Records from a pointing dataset
═══

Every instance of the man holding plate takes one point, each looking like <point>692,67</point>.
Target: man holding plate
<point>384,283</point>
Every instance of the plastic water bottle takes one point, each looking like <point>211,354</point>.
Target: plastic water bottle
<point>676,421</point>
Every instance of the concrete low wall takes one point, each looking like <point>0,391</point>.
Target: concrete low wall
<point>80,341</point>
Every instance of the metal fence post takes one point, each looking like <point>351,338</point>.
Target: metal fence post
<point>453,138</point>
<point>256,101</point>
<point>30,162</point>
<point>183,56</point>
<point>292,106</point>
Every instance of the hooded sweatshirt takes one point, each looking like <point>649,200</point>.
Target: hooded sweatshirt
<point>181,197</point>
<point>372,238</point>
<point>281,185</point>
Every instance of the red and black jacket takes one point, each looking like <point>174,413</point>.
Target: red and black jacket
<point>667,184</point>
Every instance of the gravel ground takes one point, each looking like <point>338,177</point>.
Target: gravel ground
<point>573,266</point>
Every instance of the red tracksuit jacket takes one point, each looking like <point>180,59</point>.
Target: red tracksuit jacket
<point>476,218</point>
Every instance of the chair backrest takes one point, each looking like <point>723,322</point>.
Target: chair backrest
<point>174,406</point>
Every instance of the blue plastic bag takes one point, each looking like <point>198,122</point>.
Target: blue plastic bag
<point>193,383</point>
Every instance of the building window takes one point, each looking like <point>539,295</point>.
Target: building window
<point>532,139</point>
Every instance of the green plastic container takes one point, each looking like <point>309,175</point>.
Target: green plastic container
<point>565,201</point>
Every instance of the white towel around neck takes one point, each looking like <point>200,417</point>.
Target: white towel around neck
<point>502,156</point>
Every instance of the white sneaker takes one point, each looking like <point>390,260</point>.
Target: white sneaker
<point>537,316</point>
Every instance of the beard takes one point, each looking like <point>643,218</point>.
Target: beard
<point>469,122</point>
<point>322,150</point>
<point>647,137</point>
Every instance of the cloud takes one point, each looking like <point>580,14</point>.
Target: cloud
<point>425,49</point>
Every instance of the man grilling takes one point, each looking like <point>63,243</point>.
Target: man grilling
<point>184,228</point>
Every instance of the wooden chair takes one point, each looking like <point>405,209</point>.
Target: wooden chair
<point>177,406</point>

═══

* INSTRUCTIONS TO FOLLOW: Arrange the lines above as a numbered list, omitting any blank lines.

* CORRECT ANSWER:
1. Every instance of the man holding plate takes one point, each looking like <point>692,67</point>.
2. Target: man holding plate
3. <point>384,283</point>
4. Every instance of the plastic water bottle takes one point, each looking like <point>211,354</point>.
5. Target: plastic water bottle
6. <point>676,421</point>
7. Every instance of the concrete low wall takes one point, each looking like <point>0,391</point>.
8. Target: concrete low wall
9. <point>80,341</point>
10. Every instance of the metal fence post takes one point, each looking like <point>351,338</point>.
11. Target: metal fence post
12. <point>453,138</point>
13. <point>256,101</point>
14. <point>30,162</point>
15. <point>183,56</point>
16. <point>292,106</point>
17. Every instance of the hooded sweatshirt takes one point, each looking like <point>649,200</point>.
18. Target: hooded sweatshirt
19. <point>181,197</point>
20. <point>372,238</point>
21. <point>281,185</point>
22. Every instance of the red and black jacket takes one point, each looking like <point>174,413</point>.
23. Target: red and black jacket
24. <point>667,184</point>
25. Every instance of the gravel ground takes one point, each looking like <point>338,177</point>.
26. Target: gravel ground
27. <point>573,266</point>
28. Every instance of the red tracksuit jacket takes one point, each looking like <point>180,59</point>.
29. Target: red tracksuit jacket
30. <point>476,218</point>
31. Every instance of the chair backrest takes one point, each looking like <point>723,322</point>.
32. Target: chair backrest
33. <point>174,406</point>
34. Every instance of the blue plastic bag takes one point, each looking like <point>198,122</point>.
35. Target: blue plastic bag
36. <point>193,383</point>
37. Every instance of the building window takes one point, each looking like <point>539,295</point>.
38. Target: building window
39. <point>532,139</point>
40. Every instance of the green plastic container takes one point, each looking like <point>309,175</point>.
41. Target: green plastic container
42. <point>565,201</point>
43. Every instance of the white towel around neck takes one point, each looking like <point>200,417</point>.
44. Target: white towel around neck
45. <point>502,156</point>
46. Every instance of the white sneaker takes one point, each looking like <point>390,260</point>.
47. Target: white sneaker
48. <point>537,316</point>
49. Every instance of the beard takes one point, each looking like <point>643,218</point>.
50. Target: beard
51. <point>469,122</point>
52. <point>322,150</point>
53. <point>647,137</point>
54. Every instance of the cloud takes one point, each looking like <point>580,14</point>.
55. Target: cloud
56. <point>425,49</point>
57. Every instance of the man grilling takes one point, each looking like <point>63,243</point>.
58. Target: man grilling
59. <point>184,228</point>
60. Every instance of the wooden chair takes one point, each looking like <point>405,209</point>.
61. Target: wooden chair
62. <point>177,406</point>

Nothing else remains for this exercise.